## Exercise directions
Quote exactly and only this range of lines in the data below: the line that holds "Phrase: rough stone block" to the line that holds "archway, one point per instance in this photo.", both included.

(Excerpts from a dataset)
_ _ _ _ _ _ _

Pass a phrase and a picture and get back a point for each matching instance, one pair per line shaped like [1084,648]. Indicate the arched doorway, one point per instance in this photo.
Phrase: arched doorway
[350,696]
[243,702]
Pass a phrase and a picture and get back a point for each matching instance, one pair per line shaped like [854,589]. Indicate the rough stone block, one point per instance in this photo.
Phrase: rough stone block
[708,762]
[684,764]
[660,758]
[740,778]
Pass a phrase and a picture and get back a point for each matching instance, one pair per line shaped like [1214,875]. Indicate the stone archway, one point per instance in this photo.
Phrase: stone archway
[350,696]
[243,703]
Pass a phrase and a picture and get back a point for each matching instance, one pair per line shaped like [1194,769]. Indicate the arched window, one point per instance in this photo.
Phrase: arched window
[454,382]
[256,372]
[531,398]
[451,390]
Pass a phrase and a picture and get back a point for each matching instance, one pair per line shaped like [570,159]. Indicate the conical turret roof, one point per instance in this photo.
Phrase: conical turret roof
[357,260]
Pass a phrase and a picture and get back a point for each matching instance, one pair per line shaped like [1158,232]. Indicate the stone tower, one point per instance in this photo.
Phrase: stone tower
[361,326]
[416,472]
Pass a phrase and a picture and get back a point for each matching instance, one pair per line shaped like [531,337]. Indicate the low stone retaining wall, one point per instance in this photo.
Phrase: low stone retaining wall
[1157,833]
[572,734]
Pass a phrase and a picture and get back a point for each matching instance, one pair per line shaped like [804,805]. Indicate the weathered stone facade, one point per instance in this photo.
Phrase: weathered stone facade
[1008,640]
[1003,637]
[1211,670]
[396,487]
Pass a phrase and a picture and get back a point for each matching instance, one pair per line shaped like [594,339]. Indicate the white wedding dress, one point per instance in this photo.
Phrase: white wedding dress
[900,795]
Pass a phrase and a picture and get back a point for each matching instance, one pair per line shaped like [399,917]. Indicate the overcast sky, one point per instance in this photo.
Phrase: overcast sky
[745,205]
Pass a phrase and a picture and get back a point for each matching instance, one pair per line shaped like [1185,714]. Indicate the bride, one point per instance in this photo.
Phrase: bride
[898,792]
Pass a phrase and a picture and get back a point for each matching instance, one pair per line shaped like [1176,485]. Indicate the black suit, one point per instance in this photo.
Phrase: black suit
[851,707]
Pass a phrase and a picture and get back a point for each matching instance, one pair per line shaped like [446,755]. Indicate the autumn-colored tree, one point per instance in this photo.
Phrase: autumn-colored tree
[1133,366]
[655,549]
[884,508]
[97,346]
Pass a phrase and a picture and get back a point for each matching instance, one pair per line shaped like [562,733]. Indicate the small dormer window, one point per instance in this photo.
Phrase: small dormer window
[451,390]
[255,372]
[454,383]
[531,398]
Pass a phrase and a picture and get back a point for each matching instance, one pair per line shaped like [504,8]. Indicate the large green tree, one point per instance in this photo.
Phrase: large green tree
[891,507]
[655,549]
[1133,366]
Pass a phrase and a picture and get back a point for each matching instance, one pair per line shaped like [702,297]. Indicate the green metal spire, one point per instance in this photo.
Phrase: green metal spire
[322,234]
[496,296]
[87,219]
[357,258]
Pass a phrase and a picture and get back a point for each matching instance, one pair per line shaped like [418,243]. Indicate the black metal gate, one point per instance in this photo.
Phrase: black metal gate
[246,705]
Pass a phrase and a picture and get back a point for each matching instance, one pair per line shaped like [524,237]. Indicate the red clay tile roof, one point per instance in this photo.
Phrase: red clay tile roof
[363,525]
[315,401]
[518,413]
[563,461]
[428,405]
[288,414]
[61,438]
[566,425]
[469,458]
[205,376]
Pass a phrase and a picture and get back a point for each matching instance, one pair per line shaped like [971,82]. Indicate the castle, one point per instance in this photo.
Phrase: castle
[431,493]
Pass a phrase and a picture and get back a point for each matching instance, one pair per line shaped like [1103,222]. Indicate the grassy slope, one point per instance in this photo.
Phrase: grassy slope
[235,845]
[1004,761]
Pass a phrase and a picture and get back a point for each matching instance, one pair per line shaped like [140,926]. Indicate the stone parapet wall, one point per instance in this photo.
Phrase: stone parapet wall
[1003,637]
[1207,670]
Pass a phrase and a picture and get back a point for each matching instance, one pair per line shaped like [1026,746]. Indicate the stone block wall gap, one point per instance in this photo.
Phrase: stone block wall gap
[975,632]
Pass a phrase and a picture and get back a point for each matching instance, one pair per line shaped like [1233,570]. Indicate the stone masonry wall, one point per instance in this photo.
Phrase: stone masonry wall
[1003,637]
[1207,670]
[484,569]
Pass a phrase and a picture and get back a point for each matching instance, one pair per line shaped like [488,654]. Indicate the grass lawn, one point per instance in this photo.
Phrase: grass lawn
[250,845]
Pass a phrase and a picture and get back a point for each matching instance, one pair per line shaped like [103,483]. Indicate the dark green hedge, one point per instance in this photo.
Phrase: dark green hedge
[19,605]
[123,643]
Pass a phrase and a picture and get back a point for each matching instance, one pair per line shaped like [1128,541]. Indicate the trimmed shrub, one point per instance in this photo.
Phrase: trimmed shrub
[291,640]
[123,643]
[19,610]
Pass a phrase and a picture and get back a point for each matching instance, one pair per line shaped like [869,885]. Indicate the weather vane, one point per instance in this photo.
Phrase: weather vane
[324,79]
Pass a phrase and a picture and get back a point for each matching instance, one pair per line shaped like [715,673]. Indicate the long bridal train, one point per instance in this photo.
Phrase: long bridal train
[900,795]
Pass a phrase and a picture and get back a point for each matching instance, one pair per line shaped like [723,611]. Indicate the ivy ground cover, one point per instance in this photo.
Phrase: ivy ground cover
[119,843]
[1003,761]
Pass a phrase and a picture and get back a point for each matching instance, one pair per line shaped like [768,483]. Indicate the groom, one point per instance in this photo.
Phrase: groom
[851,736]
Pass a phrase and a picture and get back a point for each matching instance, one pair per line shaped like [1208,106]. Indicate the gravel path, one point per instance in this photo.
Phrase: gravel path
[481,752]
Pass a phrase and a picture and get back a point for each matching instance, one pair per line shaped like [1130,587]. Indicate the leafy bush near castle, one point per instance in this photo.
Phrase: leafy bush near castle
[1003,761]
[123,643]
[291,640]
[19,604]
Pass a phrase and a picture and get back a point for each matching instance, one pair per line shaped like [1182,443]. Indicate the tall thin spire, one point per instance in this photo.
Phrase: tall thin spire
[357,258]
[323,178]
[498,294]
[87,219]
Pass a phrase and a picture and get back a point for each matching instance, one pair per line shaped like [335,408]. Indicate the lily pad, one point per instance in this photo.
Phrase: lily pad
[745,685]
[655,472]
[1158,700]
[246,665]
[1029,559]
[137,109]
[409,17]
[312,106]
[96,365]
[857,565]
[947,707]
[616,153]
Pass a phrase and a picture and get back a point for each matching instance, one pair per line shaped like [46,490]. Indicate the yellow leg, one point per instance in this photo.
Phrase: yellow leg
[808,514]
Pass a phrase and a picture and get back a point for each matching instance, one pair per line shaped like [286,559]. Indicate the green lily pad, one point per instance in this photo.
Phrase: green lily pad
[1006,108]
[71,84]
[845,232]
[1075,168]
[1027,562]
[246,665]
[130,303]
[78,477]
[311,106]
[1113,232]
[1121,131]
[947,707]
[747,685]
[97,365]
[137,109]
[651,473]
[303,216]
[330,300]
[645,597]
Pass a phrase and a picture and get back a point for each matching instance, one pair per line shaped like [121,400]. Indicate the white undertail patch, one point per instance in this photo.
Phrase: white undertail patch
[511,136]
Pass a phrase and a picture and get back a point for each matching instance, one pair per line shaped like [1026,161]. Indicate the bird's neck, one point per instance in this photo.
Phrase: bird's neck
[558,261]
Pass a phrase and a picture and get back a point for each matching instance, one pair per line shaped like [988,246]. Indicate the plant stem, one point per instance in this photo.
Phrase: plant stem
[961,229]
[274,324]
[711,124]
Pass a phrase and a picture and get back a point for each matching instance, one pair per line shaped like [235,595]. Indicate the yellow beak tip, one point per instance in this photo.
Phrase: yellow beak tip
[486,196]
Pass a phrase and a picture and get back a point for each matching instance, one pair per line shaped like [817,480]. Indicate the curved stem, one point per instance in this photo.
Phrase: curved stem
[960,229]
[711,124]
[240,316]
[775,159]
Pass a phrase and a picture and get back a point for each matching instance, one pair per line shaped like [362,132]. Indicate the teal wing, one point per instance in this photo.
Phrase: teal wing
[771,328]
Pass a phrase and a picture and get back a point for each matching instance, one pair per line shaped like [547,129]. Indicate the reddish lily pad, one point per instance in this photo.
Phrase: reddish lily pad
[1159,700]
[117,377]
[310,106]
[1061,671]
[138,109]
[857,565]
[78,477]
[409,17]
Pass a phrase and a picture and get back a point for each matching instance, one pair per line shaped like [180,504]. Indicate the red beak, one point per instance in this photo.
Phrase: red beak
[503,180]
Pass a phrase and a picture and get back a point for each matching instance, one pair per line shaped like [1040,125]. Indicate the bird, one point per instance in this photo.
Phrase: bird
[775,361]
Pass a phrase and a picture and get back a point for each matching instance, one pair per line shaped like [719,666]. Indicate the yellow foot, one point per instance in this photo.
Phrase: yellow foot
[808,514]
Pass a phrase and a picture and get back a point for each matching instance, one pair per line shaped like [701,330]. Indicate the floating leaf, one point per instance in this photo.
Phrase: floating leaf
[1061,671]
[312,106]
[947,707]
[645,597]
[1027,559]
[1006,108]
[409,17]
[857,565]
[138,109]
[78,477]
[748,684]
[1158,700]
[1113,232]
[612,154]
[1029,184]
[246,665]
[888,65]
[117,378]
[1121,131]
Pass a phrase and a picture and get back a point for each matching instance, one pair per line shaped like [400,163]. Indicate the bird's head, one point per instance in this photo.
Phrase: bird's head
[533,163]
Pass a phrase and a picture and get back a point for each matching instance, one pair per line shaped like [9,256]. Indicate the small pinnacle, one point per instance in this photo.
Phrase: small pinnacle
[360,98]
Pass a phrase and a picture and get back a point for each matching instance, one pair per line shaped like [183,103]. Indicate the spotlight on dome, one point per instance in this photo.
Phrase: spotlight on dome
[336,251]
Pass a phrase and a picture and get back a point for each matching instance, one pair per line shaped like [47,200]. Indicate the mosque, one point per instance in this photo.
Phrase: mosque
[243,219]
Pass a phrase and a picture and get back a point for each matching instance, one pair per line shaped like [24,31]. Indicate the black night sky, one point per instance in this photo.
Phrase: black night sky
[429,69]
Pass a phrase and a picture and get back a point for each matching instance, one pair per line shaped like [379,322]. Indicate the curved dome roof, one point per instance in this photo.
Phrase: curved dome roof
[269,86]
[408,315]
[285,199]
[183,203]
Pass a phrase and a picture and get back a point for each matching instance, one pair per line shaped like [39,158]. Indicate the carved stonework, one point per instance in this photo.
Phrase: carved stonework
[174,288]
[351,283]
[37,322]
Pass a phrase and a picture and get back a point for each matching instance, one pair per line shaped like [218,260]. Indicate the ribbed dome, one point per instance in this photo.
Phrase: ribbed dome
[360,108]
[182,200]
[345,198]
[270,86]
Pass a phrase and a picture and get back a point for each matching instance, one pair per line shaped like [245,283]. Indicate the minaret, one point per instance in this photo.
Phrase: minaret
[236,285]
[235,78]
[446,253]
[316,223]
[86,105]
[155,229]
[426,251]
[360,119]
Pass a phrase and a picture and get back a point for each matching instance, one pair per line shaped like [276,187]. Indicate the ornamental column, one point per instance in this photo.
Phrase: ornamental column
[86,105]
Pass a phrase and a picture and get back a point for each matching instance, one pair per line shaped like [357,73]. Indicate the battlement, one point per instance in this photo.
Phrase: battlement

_ _ _ _ _ _ _

## Answer area
Phrase: rough stone block
[708,762]
[684,764]
[660,758]
[740,778]
Pass a phrase and a picture and get back a point for each matching instance, one pair per line shaped like [1214,875]. Indicate the stone archway, one point per instance in this photo.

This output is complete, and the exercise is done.